Should a line in the entries below contain "positive", return that line.

═══ DATA ═══

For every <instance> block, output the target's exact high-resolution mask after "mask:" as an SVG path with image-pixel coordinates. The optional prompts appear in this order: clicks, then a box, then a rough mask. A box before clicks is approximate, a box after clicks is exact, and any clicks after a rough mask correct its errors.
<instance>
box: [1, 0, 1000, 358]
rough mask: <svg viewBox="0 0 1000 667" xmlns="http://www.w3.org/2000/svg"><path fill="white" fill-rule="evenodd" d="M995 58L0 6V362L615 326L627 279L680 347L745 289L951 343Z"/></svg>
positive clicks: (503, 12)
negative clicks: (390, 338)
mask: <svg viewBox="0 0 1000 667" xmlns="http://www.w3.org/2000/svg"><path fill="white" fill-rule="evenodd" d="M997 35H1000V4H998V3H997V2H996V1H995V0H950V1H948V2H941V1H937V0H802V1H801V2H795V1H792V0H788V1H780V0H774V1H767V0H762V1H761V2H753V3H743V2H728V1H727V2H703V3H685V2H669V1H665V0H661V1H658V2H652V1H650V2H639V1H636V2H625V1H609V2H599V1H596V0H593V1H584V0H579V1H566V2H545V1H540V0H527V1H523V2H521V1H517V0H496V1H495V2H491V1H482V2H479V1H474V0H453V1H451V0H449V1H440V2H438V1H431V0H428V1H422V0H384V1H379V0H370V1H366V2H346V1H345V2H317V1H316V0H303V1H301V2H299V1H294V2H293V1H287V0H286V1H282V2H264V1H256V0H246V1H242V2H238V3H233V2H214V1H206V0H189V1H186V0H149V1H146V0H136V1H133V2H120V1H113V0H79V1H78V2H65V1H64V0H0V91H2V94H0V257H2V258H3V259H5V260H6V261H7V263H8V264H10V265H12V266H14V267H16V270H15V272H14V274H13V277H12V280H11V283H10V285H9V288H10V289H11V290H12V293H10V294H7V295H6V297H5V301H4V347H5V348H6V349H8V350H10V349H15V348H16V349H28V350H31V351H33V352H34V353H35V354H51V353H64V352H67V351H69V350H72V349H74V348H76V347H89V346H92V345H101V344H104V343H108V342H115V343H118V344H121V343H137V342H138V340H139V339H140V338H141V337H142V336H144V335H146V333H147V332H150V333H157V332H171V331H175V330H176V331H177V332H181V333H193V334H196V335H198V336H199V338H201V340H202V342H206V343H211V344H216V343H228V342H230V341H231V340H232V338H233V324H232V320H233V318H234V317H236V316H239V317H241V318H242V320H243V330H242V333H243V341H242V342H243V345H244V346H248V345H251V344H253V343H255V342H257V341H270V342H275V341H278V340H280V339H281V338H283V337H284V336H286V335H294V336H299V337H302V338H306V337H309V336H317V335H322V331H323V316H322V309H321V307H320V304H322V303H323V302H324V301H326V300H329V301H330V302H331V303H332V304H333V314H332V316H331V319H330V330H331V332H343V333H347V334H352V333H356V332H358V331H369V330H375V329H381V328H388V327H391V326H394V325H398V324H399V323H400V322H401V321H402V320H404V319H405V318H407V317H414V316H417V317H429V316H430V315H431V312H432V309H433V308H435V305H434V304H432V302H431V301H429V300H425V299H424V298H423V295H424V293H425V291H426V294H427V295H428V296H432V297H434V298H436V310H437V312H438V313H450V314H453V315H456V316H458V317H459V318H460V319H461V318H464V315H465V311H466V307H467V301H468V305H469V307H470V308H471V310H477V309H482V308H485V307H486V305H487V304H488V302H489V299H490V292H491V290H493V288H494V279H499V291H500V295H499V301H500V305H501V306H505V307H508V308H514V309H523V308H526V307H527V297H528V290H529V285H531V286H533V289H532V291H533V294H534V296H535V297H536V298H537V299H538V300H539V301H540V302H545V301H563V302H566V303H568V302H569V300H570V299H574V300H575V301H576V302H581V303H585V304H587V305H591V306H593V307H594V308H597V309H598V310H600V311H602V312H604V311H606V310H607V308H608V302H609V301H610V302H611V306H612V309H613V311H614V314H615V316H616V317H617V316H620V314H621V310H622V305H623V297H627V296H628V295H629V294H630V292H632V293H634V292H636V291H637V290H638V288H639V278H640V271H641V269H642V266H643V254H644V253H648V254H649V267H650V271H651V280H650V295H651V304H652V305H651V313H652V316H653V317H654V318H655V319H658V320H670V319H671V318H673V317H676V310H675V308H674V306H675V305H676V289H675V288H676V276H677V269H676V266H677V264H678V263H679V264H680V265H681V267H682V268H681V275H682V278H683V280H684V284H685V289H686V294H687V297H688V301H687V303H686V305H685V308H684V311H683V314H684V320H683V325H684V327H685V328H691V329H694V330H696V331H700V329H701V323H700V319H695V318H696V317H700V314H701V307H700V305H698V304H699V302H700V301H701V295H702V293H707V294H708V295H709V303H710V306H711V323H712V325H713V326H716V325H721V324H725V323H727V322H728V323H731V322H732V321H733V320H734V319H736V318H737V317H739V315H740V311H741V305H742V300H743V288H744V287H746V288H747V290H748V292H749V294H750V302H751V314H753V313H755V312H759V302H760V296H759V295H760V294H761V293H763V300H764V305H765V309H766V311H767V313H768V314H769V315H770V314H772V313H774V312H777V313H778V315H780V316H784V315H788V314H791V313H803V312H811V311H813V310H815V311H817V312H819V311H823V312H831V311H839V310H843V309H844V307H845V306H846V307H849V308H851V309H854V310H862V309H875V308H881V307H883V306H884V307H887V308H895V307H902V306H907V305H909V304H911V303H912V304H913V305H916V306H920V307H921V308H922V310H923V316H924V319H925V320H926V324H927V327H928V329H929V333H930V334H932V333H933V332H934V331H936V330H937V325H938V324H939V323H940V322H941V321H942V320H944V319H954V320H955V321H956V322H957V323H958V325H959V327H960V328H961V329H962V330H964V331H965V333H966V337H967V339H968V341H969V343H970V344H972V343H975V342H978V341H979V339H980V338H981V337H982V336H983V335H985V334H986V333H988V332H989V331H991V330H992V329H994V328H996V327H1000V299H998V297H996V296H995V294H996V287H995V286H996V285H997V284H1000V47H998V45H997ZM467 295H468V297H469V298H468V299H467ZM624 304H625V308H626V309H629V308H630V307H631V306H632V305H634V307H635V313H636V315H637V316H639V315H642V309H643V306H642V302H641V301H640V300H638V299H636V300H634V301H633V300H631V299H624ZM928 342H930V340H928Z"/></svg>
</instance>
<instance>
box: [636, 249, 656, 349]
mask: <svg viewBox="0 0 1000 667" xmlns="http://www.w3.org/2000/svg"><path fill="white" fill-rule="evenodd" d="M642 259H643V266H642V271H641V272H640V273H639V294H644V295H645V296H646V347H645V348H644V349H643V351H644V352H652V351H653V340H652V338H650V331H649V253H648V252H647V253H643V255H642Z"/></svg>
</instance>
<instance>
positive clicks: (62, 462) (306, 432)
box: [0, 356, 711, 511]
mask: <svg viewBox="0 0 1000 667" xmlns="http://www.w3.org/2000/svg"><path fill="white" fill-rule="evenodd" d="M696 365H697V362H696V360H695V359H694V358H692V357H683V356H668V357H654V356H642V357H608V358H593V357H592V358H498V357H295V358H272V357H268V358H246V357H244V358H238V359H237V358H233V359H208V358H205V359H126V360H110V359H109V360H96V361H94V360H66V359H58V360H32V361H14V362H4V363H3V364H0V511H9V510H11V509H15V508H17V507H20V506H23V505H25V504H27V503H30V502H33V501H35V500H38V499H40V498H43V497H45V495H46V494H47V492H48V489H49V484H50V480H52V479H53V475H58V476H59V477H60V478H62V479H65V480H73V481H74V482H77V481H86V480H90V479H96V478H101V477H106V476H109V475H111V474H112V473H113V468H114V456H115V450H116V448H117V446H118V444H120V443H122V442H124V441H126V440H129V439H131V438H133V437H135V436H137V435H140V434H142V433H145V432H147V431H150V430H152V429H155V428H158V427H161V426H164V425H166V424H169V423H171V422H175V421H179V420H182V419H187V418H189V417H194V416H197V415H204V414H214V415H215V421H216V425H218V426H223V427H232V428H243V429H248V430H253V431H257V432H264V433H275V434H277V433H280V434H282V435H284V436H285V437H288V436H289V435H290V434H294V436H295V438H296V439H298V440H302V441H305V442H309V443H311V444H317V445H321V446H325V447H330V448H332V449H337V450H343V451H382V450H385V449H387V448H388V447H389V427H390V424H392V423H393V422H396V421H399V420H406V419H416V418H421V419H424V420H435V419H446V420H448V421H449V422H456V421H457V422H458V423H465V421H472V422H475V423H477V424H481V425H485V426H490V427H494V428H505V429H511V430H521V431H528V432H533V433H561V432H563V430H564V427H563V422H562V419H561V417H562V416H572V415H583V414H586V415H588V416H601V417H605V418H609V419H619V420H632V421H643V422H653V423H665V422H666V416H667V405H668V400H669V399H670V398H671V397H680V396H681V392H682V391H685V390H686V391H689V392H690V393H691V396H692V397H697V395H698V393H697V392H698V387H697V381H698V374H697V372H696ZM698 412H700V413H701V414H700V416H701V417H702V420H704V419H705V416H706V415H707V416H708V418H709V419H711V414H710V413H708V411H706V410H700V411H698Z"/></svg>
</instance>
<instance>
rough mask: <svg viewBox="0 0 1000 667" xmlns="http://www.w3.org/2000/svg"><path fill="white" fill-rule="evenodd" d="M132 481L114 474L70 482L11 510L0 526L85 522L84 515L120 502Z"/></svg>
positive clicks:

═══

THE COMPLETED TASK -
positive clicks: (503, 12)
positive clicks: (62, 462) (306, 432)
positive clicks:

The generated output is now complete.